* start *

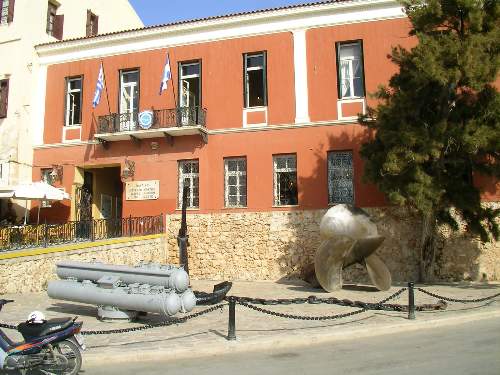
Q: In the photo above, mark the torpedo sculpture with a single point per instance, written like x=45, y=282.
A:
x=348, y=237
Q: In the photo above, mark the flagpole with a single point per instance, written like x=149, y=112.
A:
x=173, y=89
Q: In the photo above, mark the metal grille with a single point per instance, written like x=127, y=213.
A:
x=285, y=180
x=340, y=177
x=189, y=176
x=235, y=182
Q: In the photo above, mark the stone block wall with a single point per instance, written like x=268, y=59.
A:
x=281, y=244
x=32, y=274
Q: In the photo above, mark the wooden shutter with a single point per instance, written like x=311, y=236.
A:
x=10, y=16
x=4, y=97
x=88, y=31
x=58, y=27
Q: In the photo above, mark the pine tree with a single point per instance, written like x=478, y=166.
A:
x=437, y=124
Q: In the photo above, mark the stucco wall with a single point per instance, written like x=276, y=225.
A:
x=275, y=245
x=32, y=274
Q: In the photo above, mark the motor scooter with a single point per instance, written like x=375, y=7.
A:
x=52, y=347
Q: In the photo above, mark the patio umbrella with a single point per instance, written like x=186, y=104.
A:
x=33, y=191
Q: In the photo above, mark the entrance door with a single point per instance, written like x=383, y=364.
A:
x=129, y=99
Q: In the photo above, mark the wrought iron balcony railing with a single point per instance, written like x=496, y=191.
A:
x=162, y=118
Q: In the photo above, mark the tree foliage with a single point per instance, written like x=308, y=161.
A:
x=437, y=125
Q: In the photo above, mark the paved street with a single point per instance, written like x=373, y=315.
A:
x=468, y=349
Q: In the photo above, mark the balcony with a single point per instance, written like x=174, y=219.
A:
x=152, y=124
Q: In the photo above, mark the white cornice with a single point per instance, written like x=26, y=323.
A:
x=237, y=26
x=252, y=129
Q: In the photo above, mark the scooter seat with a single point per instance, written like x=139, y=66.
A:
x=30, y=330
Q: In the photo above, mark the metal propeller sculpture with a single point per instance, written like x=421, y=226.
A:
x=349, y=237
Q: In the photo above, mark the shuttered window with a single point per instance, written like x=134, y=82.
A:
x=92, y=26
x=55, y=22
x=4, y=97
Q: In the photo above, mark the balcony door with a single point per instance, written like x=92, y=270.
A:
x=129, y=99
x=190, y=92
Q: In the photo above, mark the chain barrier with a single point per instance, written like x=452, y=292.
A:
x=456, y=299
x=162, y=324
x=245, y=301
x=7, y=326
x=331, y=301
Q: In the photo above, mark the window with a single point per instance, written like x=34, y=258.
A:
x=255, y=91
x=6, y=11
x=46, y=174
x=92, y=26
x=285, y=180
x=4, y=173
x=4, y=97
x=340, y=177
x=190, y=91
x=189, y=176
x=73, y=101
x=129, y=99
x=235, y=182
x=350, y=70
x=54, y=22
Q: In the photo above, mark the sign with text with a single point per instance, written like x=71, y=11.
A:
x=142, y=190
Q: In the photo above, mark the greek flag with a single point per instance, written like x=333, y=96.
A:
x=167, y=75
x=98, y=88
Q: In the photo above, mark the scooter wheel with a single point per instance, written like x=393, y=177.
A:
x=71, y=351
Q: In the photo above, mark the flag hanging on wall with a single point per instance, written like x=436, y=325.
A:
x=167, y=75
x=98, y=88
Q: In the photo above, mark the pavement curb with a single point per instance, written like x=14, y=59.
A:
x=283, y=340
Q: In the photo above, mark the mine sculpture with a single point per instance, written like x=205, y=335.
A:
x=348, y=237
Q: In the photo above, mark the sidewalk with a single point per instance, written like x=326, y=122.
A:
x=206, y=335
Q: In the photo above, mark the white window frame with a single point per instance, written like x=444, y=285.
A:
x=70, y=92
x=262, y=67
x=331, y=171
x=350, y=60
x=240, y=188
x=4, y=173
x=129, y=125
x=287, y=169
x=191, y=176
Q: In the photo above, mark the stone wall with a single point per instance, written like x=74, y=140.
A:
x=32, y=274
x=281, y=244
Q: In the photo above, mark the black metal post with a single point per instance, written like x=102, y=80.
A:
x=182, y=237
x=45, y=234
x=411, y=300
x=231, y=330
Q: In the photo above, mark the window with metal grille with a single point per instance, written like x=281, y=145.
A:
x=285, y=180
x=235, y=182
x=255, y=90
x=189, y=176
x=340, y=177
x=350, y=70
x=4, y=97
x=73, y=101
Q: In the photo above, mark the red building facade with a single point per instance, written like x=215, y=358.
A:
x=259, y=114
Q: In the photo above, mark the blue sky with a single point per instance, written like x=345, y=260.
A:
x=156, y=12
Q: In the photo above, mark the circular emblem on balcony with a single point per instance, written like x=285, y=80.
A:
x=146, y=119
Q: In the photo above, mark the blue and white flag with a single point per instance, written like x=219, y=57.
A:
x=98, y=88
x=167, y=75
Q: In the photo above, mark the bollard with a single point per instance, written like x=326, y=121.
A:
x=231, y=331
x=411, y=300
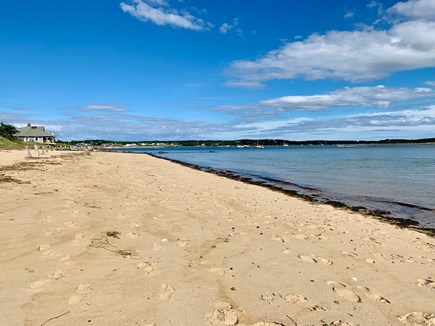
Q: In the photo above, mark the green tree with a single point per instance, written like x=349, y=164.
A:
x=7, y=131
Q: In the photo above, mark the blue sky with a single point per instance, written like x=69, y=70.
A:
x=228, y=69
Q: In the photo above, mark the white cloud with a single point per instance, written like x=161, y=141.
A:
x=378, y=96
x=367, y=54
x=365, y=96
x=349, y=14
x=395, y=124
x=103, y=107
x=415, y=9
x=234, y=25
x=159, y=12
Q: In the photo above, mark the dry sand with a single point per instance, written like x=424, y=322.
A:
x=125, y=239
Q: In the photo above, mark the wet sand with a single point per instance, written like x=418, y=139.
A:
x=125, y=239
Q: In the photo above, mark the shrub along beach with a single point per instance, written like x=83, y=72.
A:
x=123, y=239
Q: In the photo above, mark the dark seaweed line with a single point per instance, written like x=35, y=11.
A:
x=380, y=214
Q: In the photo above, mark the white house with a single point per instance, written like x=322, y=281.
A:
x=35, y=134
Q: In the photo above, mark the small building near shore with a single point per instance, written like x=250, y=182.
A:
x=35, y=134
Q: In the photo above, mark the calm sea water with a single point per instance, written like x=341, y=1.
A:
x=396, y=178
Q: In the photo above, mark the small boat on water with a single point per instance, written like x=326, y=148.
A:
x=258, y=145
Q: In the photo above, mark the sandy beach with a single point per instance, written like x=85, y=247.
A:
x=127, y=239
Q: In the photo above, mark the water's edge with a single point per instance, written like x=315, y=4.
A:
x=308, y=194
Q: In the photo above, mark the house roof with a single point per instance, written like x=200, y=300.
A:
x=33, y=131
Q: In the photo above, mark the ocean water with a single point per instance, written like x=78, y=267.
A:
x=399, y=179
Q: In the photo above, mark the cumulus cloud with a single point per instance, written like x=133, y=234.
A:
x=160, y=13
x=415, y=9
x=396, y=124
x=355, y=56
x=378, y=97
x=365, y=96
x=234, y=25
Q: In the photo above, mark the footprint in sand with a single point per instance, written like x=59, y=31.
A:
x=167, y=292
x=301, y=237
x=74, y=299
x=45, y=250
x=80, y=290
x=373, y=296
x=156, y=247
x=38, y=284
x=146, y=266
x=418, y=318
x=314, y=259
x=269, y=297
x=69, y=224
x=340, y=323
x=223, y=315
x=85, y=288
x=426, y=283
x=343, y=291
x=295, y=298
x=182, y=243
x=217, y=270
x=277, y=238
x=56, y=275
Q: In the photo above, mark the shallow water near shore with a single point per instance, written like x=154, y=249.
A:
x=397, y=180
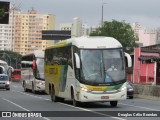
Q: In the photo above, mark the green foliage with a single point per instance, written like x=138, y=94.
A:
x=12, y=58
x=119, y=30
x=2, y=13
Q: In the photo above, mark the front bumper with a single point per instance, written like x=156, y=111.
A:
x=100, y=97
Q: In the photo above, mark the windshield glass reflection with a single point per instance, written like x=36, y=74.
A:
x=102, y=66
x=40, y=68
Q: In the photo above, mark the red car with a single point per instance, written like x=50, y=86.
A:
x=16, y=75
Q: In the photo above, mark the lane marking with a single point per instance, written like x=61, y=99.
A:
x=88, y=109
x=71, y=106
x=15, y=104
x=92, y=111
x=31, y=95
x=22, y=107
x=140, y=107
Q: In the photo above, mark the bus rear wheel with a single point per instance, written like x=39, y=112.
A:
x=33, y=90
x=113, y=103
x=24, y=86
x=54, y=98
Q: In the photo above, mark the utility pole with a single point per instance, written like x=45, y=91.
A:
x=102, y=15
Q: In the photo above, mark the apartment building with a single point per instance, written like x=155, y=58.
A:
x=147, y=37
x=28, y=31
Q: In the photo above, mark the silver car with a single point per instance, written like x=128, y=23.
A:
x=4, y=82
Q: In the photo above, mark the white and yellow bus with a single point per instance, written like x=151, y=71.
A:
x=76, y=69
x=32, y=71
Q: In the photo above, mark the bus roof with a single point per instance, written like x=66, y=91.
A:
x=3, y=62
x=90, y=42
x=37, y=53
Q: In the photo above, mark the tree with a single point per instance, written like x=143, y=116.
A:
x=119, y=30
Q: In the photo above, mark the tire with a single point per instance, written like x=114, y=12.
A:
x=130, y=97
x=33, y=91
x=7, y=88
x=75, y=103
x=53, y=97
x=113, y=103
x=24, y=86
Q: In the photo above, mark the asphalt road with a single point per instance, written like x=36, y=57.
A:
x=27, y=103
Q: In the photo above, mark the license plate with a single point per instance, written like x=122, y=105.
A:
x=104, y=97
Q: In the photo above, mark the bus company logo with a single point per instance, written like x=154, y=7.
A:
x=6, y=114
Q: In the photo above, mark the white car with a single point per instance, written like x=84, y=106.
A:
x=4, y=82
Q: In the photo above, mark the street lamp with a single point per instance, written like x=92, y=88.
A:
x=102, y=14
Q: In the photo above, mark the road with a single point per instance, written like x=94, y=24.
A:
x=18, y=100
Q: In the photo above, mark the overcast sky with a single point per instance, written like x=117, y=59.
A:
x=145, y=12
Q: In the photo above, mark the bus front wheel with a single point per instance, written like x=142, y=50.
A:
x=33, y=90
x=24, y=86
x=113, y=103
x=75, y=103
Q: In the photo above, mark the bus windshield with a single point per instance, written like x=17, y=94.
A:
x=102, y=66
x=40, y=68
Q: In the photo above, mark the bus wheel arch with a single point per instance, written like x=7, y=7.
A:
x=54, y=98
x=75, y=103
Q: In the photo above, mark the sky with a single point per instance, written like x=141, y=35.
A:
x=145, y=12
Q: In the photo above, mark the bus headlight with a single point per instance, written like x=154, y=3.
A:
x=84, y=89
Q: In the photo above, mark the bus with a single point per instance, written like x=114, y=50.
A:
x=76, y=69
x=32, y=71
x=7, y=69
x=16, y=75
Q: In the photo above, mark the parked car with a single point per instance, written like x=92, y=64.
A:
x=4, y=82
x=130, y=90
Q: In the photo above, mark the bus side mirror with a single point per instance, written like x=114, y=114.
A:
x=128, y=60
x=77, y=60
x=34, y=65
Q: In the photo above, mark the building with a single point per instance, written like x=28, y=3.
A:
x=65, y=26
x=147, y=37
x=5, y=36
x=28, y=31
x=76, y=27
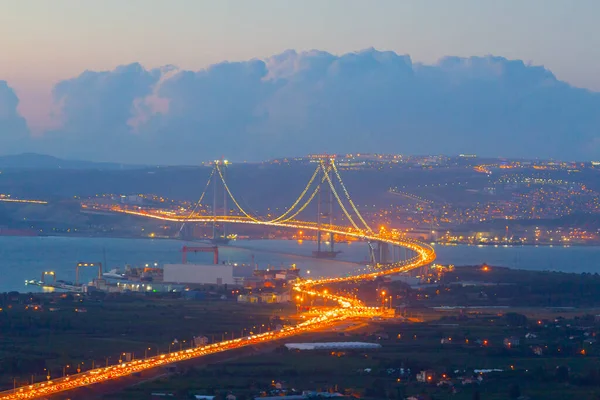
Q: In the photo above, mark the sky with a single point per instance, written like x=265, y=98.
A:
x=45, y=42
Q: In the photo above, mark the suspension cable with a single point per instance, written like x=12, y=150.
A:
x=233, y=198
x=312, y=196
x=349, y=198
x=199, y=200
x=337, y=197
x=282, y=216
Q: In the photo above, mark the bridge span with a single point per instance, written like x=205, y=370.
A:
x=347, y=308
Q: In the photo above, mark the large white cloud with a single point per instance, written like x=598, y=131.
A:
x=294, y=103
x=14, y=134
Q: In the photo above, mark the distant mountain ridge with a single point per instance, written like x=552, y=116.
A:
x=43, y=161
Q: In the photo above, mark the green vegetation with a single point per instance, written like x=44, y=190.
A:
x=33, y=341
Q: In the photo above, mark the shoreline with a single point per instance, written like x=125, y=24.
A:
x=294, y=240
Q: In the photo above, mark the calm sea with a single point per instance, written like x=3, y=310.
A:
x=24, y=258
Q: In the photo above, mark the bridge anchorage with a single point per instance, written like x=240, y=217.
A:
x=347, y=307
x=325, y=188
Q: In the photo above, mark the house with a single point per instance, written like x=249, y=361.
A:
x=427, y=376
x=537, y=350
x=512, y=341
x=200, y=341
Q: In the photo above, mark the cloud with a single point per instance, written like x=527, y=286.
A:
x=299, y=102
x=95, y=109
x=14, y=134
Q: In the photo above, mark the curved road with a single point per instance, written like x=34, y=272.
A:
x=348, y=308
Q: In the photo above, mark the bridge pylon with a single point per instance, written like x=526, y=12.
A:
x=325, y=214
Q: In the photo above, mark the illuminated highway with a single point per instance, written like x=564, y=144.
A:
x=348, y=308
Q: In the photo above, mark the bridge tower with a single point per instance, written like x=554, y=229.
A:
x=325, y=214
x=219, y=234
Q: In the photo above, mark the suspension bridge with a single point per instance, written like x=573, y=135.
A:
x=322, y=184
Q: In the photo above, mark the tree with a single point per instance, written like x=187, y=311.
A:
x=515, y=319
x=562, y=373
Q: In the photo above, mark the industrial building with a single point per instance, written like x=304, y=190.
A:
x=219, y=274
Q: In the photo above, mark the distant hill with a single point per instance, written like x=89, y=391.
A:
x=42, y=161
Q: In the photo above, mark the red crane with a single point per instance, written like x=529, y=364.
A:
x=200, y=249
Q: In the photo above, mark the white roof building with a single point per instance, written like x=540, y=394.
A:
x=333, y=346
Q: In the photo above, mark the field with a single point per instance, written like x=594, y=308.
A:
x=377, y=374
x=33, y=342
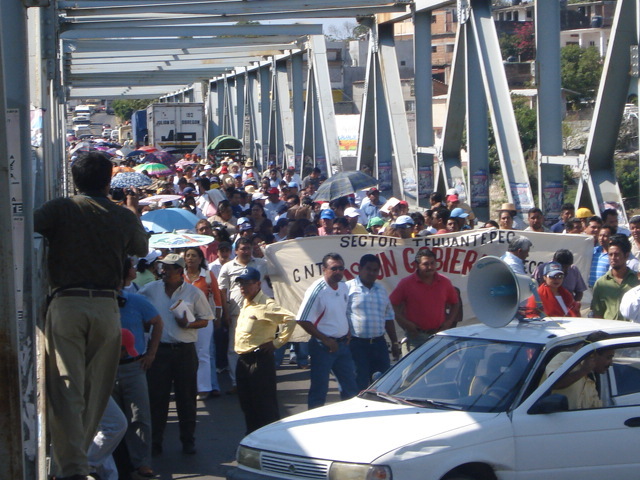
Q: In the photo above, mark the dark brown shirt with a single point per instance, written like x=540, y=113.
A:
x=89, y=239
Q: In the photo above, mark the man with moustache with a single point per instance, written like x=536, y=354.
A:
x=323, y=315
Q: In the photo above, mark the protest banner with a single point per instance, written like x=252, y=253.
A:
x=295, y=264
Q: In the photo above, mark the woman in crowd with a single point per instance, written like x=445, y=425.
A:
x=198, y=274
x=557, y=301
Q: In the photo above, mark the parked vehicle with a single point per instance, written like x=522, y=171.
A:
x=176, y=127
x=81, y=120
x=551, y=398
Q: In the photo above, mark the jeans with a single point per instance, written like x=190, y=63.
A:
x=175, y=366
x=257, y=391
x=215, y=385
x=301, y=355
x=132, y=395
x=322, y=363
x=203, y=349
x=370, y=356
x=113, y=426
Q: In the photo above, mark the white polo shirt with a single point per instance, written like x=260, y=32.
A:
x=326, y=308
x=192, y=296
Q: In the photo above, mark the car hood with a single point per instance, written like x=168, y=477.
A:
x=359, y=430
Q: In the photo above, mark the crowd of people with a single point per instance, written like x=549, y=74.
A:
x=188, y=316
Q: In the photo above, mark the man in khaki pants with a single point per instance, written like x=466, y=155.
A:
x=89, y=237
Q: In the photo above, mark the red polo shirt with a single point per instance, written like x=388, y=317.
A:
x=424, y=304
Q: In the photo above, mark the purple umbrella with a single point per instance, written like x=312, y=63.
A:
x=161, y=157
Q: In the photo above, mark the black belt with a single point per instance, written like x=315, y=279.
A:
x=341, y=339
x=87, y=293
x=174, y=344
x=368, y=340
x=428, y=332
x=125, y=361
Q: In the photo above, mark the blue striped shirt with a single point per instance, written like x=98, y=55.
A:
x=368, y=309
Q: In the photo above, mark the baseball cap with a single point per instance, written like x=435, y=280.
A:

* end *

**Exercise instructions**
Please edit the records that begin at the line that has "Q: In the photo above, mark the car" and stop after the line that has "x=125, y=361". Give only those lines back, with "purple umbrella" changed to "black umbrella" and nothing else altered.

**Exercise solution**
Q: In the photo above, mark the car hood with a single point per instance, written like x=168, y=477.
A:
x=359, y=430
Q: In the photo above, mark the crowd of people with a single point per instance, written like x=549, y=74.
A:
x=188, y=316
Q: In the photo above, mark the man in khaki pants with a single point per instance, written like x=466, y=155.
A:
x=89, y=237
Q: In the photo above, mark the red polo shirt with a single point per instance, written like x=388, y=317.
A:
x=424, y=304
Q: In the photo above, mark the black umbrella with a single point per instance, written like x=312, y=63.
A:
x=161, y=157
Q: In the photo above, mark the black belt with a single point per instance, written like x=315, y=279.
A:
x=341, y=339
x=87, y=293
x=174, y=344
x=368, y=340
x=428, y=332
x=125, y=361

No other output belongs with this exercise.